▶ [YOUR INSTRUCTIONS]:
All of the data below should be repeated exactly. Pictures should not be included.
──────── ENTRIES SHOWN ────────
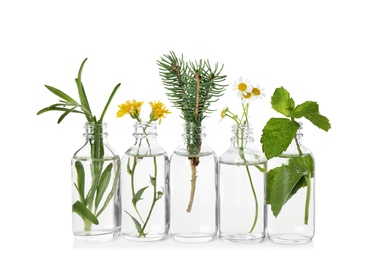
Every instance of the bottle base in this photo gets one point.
(193, 237)
(242, 238)
(292, 239)
(147, 238)
(97, 236)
────────
▶ [ANSWER BOX]:
Every instance of the bottle base in this photo gets one point.
(193, 237)
(242, 238)
(292, 239)
(147, 238)
(97, 236)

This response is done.